Dataset rows
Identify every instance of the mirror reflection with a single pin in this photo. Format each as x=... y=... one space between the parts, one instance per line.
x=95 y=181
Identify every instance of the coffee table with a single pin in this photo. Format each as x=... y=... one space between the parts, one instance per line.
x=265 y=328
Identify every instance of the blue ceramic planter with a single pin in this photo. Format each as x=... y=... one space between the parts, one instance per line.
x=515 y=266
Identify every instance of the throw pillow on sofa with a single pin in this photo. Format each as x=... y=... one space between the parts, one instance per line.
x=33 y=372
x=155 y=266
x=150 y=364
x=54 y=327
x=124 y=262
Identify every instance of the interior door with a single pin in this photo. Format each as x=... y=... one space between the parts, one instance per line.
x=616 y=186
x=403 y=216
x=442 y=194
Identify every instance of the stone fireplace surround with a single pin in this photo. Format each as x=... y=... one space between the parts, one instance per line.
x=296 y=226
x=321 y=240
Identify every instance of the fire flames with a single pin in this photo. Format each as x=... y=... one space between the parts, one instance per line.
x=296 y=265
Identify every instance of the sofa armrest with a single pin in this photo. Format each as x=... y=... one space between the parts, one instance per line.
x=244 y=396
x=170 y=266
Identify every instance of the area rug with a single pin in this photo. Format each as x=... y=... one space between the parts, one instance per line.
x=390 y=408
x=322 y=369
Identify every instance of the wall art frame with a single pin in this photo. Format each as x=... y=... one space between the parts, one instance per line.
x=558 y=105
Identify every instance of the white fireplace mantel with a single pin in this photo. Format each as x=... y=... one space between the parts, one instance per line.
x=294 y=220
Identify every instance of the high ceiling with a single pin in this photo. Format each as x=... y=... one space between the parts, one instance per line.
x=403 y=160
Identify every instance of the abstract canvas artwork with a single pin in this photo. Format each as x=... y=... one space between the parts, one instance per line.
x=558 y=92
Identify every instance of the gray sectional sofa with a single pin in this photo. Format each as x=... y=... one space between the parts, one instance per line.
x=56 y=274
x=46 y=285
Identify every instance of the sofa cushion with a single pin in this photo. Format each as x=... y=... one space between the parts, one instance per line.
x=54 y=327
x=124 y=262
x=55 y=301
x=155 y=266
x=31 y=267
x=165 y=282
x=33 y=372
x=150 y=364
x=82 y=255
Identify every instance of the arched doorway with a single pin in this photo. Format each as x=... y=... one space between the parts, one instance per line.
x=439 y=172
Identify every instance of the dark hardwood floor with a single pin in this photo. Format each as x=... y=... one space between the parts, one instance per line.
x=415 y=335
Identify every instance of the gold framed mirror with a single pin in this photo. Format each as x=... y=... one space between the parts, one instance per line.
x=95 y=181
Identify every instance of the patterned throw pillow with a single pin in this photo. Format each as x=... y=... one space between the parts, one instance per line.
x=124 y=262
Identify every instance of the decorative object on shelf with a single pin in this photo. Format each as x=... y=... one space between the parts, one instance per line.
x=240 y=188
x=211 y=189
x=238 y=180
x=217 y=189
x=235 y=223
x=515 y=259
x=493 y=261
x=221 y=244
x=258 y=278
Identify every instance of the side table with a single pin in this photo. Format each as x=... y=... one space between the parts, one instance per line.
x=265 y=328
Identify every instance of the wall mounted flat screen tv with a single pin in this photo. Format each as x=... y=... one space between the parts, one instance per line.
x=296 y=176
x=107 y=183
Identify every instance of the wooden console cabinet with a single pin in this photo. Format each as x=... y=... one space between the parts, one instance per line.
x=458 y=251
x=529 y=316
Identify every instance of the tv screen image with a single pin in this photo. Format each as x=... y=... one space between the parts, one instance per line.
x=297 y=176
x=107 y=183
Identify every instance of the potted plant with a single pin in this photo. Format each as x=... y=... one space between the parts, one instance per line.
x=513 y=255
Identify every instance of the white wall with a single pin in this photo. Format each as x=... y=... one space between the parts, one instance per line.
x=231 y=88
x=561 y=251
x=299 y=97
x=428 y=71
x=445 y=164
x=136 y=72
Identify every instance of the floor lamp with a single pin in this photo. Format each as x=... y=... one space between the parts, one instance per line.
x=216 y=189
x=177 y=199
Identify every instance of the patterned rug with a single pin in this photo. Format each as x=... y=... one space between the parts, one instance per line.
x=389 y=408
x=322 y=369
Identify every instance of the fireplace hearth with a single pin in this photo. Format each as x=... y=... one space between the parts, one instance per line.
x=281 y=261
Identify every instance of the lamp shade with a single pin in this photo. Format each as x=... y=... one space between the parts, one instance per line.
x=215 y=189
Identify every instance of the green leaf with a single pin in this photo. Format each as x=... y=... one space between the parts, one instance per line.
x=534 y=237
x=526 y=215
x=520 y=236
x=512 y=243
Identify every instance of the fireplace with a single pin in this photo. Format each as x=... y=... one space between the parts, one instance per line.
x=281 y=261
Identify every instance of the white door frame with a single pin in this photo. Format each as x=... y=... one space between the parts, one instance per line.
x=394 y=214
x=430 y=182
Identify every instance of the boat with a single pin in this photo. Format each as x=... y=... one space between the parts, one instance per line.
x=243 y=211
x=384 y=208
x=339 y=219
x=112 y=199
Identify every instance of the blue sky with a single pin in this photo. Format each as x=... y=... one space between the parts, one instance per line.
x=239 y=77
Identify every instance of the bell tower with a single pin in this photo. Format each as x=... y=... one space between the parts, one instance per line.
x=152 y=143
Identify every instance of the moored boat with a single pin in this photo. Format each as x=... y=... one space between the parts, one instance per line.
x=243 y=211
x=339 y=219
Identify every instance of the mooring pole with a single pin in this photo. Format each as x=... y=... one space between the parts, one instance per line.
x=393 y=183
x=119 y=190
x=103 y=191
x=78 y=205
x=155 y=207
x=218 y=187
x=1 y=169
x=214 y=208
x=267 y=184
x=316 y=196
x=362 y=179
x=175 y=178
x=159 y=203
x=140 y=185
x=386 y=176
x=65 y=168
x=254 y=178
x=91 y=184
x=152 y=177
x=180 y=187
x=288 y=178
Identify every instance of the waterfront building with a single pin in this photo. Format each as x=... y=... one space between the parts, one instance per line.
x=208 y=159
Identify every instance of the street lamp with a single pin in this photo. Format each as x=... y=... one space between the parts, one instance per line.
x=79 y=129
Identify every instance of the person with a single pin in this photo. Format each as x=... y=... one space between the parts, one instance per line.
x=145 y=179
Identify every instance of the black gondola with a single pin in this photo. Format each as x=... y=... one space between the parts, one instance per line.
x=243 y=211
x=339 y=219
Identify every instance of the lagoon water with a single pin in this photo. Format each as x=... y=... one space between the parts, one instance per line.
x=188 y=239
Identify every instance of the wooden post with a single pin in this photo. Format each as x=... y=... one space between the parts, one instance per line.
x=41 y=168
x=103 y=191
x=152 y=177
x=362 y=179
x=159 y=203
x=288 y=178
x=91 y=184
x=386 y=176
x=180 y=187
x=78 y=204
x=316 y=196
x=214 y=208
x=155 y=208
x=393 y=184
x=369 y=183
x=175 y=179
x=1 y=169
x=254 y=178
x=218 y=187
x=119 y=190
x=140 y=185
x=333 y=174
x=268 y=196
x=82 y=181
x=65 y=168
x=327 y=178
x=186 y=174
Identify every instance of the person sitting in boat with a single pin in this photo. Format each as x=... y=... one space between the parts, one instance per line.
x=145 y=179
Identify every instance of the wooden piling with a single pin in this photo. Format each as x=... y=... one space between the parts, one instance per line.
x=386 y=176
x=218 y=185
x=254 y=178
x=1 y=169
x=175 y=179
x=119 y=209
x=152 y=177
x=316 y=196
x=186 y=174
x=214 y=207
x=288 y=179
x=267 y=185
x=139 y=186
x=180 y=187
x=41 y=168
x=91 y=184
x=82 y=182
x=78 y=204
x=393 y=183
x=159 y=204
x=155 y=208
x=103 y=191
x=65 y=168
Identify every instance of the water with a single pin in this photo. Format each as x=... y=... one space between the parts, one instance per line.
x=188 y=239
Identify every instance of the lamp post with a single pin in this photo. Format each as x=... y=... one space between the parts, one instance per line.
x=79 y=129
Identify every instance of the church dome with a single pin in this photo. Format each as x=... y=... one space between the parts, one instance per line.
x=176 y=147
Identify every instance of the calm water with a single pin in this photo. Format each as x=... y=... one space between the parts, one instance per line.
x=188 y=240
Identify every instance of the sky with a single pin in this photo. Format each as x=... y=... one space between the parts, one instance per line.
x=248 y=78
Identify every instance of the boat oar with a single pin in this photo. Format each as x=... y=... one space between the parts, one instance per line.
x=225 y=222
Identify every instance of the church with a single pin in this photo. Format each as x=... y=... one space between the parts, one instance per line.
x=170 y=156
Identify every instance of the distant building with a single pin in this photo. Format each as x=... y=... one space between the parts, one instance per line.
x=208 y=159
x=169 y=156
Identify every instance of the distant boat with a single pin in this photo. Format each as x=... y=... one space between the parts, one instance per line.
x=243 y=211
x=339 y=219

* * *

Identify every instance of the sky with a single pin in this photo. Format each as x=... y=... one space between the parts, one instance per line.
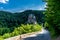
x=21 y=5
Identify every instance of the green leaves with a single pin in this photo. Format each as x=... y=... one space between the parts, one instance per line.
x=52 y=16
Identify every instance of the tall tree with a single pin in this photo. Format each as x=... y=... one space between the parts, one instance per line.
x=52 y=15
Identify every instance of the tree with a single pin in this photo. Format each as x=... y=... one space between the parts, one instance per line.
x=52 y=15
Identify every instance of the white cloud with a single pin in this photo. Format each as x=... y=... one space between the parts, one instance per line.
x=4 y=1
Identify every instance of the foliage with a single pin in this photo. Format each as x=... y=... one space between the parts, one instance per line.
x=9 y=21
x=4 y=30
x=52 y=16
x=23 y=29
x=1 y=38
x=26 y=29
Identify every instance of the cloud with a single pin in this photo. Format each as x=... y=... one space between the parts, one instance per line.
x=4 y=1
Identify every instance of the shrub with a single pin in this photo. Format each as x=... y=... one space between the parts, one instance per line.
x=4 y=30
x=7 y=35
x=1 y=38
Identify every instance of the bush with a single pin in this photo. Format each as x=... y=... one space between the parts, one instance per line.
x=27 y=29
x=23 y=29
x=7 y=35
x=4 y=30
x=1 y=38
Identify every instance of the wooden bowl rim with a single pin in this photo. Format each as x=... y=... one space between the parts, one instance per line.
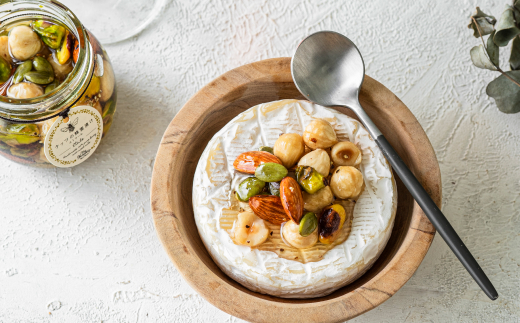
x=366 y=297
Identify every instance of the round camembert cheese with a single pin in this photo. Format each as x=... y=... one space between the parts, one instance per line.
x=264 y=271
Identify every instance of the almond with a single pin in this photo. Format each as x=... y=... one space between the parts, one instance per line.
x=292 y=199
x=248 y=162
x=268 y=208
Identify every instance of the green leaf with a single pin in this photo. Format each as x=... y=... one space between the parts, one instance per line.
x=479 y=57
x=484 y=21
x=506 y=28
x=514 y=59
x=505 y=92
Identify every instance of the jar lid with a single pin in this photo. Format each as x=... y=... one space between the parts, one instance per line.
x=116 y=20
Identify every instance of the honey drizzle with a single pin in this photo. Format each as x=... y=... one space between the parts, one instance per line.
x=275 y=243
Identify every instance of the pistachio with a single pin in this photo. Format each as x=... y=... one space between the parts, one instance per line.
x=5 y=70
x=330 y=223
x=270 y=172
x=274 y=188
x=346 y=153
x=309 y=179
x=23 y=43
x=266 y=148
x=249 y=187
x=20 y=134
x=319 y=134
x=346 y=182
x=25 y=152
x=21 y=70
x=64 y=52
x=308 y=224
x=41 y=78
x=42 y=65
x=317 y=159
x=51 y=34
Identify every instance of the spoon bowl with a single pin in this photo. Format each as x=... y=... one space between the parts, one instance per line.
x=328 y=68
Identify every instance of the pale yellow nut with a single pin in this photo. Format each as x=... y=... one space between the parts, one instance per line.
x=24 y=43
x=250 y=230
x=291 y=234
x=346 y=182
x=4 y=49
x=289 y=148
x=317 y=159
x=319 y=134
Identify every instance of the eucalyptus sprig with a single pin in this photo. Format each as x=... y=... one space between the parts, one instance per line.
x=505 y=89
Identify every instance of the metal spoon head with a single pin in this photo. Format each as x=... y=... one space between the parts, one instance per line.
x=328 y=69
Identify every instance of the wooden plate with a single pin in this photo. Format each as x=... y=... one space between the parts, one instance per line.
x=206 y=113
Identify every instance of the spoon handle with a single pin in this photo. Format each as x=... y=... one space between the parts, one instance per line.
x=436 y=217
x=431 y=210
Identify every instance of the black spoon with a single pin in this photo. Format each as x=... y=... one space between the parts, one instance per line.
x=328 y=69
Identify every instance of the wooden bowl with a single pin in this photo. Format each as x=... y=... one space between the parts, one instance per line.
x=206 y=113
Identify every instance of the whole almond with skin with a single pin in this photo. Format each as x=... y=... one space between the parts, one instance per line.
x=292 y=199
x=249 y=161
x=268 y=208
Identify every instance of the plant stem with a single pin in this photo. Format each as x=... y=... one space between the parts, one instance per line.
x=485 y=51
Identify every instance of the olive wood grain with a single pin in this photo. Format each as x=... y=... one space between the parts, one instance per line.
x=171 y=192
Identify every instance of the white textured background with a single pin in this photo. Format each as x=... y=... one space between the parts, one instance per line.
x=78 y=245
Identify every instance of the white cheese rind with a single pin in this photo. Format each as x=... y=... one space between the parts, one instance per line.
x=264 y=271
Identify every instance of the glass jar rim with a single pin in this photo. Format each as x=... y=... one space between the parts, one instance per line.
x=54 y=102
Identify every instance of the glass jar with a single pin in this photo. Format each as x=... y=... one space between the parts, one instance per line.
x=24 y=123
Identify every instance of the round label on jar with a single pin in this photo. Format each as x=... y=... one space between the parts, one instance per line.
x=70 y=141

EXERCISE BRIEF: Copy the records from the line containing "Identify every instance of the mirror" through the line containing "x=296 y=265", requests included, and move every x and y coordinate in the answers up by 101. Include no lines outside that span.

RESPONSE BELOW:
Identify every instance of the mirror reflection with a single pin in this photo. Format each as x=... y=... one space between the parts, one instance per line.
x=196 y=282
Identify every instance of the coffee table with a single pin in this photo. Format each as x=... y=... one space between the parts, one instance per line.
x=366 y=429
Identify every instance of the blue ceramic planter with a single pin in this photo. Format each as x=... y=... one space between the parts, one instance per line.
x=616 y=367
Identify every instance of the throw pillow on sofa with a single pin in this photo. Format each as x=... y=... one space between the parts, one instance per line.
x=134 y=473
x=256 y=367
x=251 y=465
x=155 y=428
x=225 y=363
Identify every instance of the interior door with a single pin in this photo. Format each as x=... y=... one space between the parts, one instance per line.
x=717 y=287
x=504 y=317
x=543 y=295
Identify every instance of the stone fireplace surround with a single pin in this photo. Format each as x=... y=... one space between the parts, one instance per line.
x=397 y=327
x=422 y=341
Identify every instance of the fire flames with a single pin in this photo. Format each as x=... y=... one space between the parts, one instance per line.
x=397 y=366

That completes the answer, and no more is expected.